====== Texte proposé

Economie

PLF 2023. État social et justice fiscale

Au cours des deux dernières décennies, officiellement, l’objectif stratégique principal a été d’éradiquer la pauvreté qui n’est pas une fatalité. Néanmoins, les politiques publiques conçues et appliquées ne se sont pas attaquées aux causes structurelles de la pauvreté. Le sens et la substance du concept de solidarité sont à changer. La charité ne peut pas mettre fin à la pauvreté. Elle peut tout juste la rendre un peu plus supportable. C’est le cas lorsque la solidarité est fondée exclusivement sur une logique caritative.

============

Énoncé proposé> Recopiez sans rien changer le passage du texte sur le PLF 2023 qui va de « PLF 2023. État » jusqu'à « une logique caritative. » inclus.

====== Données enregistrées

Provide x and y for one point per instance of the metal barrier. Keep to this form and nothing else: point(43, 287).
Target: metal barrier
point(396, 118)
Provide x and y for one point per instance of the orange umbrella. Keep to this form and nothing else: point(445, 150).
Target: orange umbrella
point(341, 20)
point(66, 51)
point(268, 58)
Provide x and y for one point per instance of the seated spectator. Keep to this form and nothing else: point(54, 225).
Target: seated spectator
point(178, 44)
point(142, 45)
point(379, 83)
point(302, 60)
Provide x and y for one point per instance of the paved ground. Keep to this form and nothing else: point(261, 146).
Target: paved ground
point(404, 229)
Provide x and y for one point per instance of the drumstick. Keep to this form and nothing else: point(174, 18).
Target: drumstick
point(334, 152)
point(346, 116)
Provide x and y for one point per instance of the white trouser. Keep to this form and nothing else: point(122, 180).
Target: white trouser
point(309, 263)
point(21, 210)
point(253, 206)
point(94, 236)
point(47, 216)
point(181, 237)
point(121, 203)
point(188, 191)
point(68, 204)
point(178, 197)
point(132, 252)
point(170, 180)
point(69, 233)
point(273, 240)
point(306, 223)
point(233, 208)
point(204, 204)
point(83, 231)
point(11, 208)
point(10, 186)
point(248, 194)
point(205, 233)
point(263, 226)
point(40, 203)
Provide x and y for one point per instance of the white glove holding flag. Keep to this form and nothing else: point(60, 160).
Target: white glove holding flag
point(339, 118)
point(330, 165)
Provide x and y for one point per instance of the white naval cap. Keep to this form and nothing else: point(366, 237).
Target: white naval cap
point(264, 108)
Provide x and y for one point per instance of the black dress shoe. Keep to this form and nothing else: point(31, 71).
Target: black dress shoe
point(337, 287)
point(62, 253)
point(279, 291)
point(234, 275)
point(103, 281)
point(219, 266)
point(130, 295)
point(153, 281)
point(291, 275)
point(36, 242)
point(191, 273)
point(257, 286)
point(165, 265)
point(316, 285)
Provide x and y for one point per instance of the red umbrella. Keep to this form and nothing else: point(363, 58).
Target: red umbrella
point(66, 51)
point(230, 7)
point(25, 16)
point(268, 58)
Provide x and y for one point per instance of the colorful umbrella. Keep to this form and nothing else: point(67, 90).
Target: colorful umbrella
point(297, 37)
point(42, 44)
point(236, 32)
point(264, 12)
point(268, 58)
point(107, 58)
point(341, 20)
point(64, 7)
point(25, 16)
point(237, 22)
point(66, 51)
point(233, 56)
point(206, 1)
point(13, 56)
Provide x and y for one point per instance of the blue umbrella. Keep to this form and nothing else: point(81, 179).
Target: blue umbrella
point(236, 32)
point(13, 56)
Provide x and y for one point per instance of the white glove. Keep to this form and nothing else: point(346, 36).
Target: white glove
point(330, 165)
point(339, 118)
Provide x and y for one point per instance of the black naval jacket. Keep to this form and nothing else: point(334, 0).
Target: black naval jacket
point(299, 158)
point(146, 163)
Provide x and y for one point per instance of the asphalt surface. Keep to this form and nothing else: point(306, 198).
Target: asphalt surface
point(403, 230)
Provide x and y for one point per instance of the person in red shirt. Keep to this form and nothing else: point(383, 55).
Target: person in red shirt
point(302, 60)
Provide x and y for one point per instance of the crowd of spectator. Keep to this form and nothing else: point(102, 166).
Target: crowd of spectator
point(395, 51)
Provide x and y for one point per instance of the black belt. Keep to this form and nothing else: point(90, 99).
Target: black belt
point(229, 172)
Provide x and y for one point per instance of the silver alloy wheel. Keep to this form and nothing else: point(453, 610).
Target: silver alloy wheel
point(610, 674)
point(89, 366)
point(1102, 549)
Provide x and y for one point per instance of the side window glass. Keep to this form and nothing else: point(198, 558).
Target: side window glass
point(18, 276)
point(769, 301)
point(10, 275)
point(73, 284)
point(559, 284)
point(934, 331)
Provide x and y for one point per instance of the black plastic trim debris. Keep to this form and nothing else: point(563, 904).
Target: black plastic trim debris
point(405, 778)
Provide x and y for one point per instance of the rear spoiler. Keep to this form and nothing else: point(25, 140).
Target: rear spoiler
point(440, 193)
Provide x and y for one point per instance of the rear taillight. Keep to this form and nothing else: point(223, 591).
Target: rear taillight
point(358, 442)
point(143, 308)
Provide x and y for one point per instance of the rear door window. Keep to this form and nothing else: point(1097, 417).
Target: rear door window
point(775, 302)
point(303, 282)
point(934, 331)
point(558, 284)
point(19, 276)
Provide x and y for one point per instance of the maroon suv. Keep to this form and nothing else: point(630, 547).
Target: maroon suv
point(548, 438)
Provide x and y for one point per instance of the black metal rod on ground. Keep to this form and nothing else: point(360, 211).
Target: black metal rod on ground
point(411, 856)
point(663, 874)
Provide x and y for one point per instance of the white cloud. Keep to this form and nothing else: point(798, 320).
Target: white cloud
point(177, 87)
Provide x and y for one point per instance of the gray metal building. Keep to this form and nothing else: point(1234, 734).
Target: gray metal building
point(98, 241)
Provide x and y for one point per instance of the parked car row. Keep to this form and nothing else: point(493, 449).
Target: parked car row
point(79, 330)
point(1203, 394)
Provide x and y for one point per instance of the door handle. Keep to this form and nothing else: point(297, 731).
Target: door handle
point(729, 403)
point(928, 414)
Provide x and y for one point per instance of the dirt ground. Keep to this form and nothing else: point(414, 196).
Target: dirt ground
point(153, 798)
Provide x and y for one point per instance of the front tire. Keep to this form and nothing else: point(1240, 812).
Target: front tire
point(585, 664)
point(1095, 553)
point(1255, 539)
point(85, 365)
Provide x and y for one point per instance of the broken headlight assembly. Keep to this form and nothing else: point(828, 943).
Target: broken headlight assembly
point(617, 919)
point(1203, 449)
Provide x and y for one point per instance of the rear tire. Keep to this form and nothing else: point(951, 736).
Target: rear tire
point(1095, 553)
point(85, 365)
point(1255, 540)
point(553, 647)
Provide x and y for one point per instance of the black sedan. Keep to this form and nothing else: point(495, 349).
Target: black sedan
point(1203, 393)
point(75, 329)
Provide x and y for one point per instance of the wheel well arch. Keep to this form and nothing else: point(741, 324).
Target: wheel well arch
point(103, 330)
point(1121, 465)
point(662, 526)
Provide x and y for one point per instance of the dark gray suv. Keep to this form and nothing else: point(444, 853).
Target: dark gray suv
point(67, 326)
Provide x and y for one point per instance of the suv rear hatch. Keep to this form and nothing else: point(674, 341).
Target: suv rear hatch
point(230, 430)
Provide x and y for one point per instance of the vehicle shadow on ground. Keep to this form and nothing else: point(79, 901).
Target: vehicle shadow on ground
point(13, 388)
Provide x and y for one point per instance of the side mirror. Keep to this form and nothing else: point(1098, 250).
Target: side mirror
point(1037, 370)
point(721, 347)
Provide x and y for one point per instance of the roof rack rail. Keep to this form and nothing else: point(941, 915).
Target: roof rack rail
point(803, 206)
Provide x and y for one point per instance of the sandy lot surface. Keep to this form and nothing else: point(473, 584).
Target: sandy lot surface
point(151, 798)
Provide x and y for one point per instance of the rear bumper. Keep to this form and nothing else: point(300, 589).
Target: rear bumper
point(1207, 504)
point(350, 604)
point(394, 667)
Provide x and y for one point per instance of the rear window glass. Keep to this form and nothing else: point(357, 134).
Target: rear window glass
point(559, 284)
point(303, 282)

============

Bonne réponse>
PLF 2023. État social et justice fiscale

Au cours des deux dernières décennies, officiellement, l’objectif stratégique principal a été d’éradiquer la pauvreté qui n’est pas une fatalité. Néanmoins, les politiques publiques conçues et appliquées ne se sont pas attaquées aux causes structurelles de la pauvreté. Le sens et la substance du concept de solidarité sont à changer. La charité ne peut pas mettre fin à la pauvreté. Elle peut tout juste la rendre un peu plus supportable. C’est le cas lorsque la solidarité est fondée exclusivement sur une logique caritative.